#### Job
Reproduce these lines exactly, from the start of the lines through the line holding "341,54 -> 464,561", with both ends included. Leave the pictures out of the answer.

#### Dataset content
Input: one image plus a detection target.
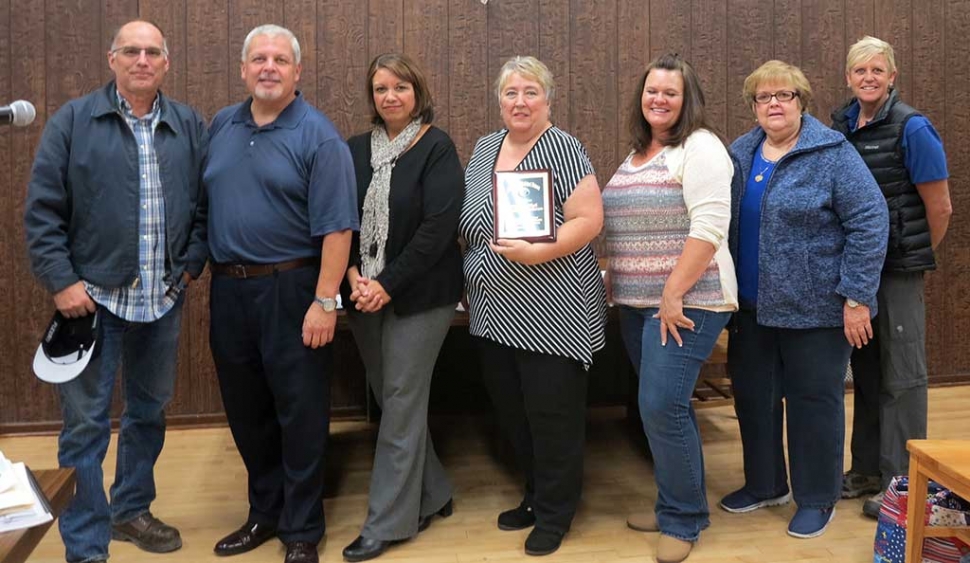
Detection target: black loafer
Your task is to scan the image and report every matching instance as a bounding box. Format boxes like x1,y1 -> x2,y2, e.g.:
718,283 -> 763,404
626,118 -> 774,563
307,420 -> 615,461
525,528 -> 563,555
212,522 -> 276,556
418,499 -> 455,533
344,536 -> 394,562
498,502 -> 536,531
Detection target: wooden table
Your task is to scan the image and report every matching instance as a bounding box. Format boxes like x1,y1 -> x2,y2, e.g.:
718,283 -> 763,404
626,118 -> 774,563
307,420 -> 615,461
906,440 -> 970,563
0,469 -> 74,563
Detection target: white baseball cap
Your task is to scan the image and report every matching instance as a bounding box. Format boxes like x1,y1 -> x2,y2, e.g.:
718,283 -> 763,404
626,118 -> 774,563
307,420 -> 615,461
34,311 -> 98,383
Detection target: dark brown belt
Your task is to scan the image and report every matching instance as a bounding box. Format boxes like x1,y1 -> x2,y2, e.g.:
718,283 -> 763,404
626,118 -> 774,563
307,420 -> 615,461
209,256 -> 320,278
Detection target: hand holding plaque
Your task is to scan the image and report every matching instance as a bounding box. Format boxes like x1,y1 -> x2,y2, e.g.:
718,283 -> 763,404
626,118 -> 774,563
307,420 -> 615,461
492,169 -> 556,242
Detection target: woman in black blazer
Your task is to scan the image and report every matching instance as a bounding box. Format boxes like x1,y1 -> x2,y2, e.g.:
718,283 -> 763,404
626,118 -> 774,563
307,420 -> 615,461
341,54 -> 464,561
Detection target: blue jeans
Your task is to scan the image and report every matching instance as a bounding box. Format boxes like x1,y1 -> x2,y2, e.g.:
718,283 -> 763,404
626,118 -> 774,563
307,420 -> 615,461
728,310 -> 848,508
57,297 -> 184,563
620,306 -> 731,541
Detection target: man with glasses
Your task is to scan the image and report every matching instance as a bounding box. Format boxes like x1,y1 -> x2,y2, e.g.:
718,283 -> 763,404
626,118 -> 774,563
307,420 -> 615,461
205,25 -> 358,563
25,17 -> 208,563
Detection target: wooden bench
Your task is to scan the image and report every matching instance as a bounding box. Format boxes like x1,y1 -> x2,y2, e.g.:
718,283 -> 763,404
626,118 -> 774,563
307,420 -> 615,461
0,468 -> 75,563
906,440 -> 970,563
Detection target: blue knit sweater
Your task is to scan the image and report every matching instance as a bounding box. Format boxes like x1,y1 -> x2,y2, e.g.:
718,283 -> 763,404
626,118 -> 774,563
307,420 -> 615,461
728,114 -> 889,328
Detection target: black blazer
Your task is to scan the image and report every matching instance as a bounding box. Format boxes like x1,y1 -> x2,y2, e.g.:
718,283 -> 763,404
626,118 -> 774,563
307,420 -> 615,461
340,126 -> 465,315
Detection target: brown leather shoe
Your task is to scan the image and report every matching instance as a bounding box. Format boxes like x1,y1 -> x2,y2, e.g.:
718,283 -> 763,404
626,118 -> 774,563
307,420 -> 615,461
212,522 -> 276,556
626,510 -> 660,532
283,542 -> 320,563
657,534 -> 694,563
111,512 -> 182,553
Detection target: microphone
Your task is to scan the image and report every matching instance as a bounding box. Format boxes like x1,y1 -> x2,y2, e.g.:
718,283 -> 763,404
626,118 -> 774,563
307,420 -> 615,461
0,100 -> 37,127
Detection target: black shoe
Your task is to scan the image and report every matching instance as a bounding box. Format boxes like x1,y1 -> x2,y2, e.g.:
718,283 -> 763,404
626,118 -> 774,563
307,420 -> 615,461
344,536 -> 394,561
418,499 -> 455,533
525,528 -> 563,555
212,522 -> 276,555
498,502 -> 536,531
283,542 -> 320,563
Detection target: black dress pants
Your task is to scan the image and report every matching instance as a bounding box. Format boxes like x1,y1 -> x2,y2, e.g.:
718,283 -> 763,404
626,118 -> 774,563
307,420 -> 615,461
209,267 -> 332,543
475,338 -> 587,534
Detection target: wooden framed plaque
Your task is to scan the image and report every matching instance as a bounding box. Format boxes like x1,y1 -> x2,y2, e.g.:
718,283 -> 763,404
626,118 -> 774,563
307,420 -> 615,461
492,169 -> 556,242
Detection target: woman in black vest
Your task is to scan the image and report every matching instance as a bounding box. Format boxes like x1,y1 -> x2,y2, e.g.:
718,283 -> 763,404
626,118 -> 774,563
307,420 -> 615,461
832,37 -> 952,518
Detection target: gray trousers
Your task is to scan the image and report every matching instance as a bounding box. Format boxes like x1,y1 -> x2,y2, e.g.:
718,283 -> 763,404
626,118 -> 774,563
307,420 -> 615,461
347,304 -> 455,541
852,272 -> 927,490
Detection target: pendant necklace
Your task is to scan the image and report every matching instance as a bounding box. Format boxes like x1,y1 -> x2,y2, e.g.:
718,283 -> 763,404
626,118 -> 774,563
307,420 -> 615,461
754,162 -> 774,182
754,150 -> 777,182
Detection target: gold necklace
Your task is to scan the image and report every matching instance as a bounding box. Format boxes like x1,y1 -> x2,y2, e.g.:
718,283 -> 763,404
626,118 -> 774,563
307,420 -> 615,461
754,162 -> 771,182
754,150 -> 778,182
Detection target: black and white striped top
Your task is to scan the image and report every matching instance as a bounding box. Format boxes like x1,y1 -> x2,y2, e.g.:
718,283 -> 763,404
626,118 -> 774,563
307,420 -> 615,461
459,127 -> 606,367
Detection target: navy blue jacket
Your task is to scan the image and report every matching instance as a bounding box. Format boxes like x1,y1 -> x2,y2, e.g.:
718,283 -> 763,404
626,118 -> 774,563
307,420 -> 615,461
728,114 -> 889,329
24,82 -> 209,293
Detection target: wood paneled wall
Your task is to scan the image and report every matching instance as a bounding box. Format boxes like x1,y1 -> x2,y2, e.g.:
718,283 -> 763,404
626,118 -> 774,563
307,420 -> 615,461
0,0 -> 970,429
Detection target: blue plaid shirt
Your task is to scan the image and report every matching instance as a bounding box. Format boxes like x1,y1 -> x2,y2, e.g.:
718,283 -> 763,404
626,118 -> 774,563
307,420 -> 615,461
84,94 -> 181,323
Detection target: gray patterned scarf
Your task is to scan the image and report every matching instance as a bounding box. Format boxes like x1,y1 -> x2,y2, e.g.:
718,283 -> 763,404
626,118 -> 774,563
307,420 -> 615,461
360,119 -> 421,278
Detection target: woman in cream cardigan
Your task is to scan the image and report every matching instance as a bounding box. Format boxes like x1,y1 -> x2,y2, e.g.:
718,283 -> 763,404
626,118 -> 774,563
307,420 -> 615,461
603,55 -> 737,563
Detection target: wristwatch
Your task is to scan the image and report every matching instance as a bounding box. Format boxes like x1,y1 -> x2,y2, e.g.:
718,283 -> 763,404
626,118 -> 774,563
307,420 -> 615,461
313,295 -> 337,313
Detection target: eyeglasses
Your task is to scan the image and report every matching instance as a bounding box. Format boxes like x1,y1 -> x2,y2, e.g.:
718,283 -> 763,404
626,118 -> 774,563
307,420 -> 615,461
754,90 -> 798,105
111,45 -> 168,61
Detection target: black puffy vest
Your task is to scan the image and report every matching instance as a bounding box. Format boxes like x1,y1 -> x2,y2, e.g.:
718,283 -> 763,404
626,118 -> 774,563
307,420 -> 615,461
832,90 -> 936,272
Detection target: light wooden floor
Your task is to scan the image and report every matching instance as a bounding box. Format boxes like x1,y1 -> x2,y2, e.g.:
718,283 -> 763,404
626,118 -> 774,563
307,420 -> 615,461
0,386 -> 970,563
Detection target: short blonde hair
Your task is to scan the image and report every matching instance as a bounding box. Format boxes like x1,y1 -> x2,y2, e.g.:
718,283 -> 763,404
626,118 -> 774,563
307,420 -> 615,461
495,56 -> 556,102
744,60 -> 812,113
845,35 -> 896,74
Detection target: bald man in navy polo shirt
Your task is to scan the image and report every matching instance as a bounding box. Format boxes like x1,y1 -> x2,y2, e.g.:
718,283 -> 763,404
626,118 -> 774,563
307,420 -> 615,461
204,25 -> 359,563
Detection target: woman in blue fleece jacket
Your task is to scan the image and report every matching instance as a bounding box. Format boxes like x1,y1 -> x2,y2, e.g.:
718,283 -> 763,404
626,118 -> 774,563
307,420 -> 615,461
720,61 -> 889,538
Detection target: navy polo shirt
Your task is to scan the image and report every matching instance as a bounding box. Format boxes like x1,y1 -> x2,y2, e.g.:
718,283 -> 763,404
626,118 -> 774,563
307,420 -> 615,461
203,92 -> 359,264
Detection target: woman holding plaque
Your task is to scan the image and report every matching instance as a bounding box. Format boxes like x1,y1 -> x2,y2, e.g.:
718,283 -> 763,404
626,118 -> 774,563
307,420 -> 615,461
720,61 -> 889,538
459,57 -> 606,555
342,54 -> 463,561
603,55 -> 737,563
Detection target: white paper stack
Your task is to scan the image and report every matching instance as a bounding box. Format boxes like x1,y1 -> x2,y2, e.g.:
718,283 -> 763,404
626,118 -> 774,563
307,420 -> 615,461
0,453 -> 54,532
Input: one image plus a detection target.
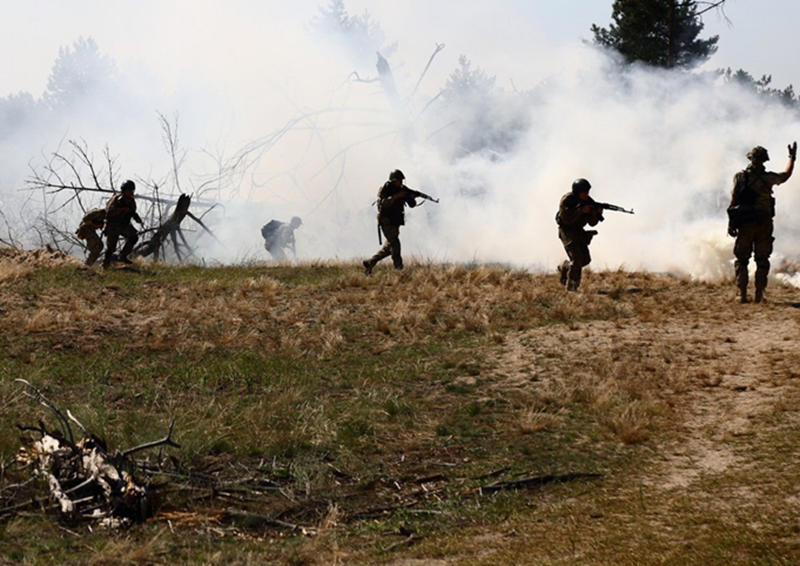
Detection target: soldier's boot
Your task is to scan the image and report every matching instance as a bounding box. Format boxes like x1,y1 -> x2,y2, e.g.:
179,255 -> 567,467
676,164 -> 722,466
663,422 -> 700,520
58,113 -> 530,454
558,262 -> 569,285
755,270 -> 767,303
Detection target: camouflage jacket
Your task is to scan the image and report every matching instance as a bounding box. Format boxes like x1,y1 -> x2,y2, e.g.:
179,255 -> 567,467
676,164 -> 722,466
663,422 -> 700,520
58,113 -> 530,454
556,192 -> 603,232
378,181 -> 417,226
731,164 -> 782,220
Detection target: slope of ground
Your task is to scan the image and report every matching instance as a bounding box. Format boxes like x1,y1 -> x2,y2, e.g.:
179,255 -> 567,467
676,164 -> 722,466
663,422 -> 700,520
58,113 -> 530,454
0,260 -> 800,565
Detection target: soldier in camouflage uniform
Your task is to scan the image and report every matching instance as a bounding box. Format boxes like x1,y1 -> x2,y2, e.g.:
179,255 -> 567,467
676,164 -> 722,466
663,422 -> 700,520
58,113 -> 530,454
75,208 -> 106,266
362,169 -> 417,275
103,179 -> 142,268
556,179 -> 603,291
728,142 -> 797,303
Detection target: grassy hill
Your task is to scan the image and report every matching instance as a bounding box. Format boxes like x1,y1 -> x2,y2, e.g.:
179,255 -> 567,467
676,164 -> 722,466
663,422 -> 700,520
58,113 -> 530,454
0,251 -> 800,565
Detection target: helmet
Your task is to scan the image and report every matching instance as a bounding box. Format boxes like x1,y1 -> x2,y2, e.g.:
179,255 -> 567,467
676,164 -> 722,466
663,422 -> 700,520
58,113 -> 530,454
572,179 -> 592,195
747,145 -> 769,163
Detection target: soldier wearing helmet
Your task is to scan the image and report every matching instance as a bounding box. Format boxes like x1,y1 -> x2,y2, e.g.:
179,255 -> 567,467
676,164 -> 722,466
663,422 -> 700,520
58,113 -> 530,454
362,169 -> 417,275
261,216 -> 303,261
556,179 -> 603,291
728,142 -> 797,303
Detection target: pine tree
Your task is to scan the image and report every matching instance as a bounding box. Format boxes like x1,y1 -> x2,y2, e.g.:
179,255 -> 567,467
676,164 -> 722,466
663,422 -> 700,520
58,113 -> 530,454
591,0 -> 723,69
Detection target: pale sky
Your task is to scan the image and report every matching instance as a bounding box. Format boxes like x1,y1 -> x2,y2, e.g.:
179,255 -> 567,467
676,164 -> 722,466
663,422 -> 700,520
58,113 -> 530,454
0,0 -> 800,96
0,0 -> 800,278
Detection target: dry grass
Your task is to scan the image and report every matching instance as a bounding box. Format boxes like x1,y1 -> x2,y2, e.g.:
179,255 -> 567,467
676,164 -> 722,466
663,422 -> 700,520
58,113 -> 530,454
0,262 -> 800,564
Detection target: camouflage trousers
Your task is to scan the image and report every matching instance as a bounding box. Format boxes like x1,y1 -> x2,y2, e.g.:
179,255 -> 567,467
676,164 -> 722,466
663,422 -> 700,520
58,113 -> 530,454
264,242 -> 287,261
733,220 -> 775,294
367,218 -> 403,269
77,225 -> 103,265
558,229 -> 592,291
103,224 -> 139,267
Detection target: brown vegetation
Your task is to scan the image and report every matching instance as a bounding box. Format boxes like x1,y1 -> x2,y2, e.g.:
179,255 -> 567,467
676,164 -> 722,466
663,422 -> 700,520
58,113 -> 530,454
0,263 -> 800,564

#### Correct result
Input: one image plus a detection target.
Detection target: black loafer
Your task is to scan the image and report every matching instance as a bounding box. Format boxes like x1,y1 -> x2,y2, e.g.:
718,283 -> 763,404
626,118 -> 774,563
307,420 -> 615,461
525,528 -> 563,555
212,522 -> 276,556
418,499 -> 455,533
344,536 -> 394,562
498,502 -> 536,531
Detection target: wooden table
Your task is to scan the image and report every matching instance as a bounding box. Format boxes like x1,y1 -> x2,y2, e.g.:
718,283 -> 763,404
626,118 -> 774,563
307,420 -> 615,461
906,440 -> 970,563
0,469 -> 74,563
Detection target: white baseball cap
Your task is to scan the image and report every matching instance as a bounding box. Format boxes like x1,y1 -> x2,y2, e.g.:
718,283 -> 763,404
626,118 -> 774,563
307,420 -> 615,461
34,311 -> 98,383
Detection target: dark brown belt
Your task is to scan the image and report every matching instance as a bounding box. Format boxes like x1,y1 -> x2,y2, e.g.:
718,283 -> 763,404
626,118 -> 774,563
307,420 -> 615,461
209,256 -> 320,278
Detection target: hand holding plaque
Your task is to scan the image and report every matching instance as a bounding box. Format boxes like x1,y1 -> x2,y2, e.g.:
718,283 -> 763,404
626,118 -> 774,563
307,420 -> 615,461
492,169 -> 556,242
Detection target: woman in black blazer
Your task is to scan the image and report every matching instance as a bounding box. Format boxes like x1,y1 -> x2,y2, e.g.:
718,283 -> 763,404
626,118 -> 774,563
307,420 -> 615,461
341,54 -> 464,561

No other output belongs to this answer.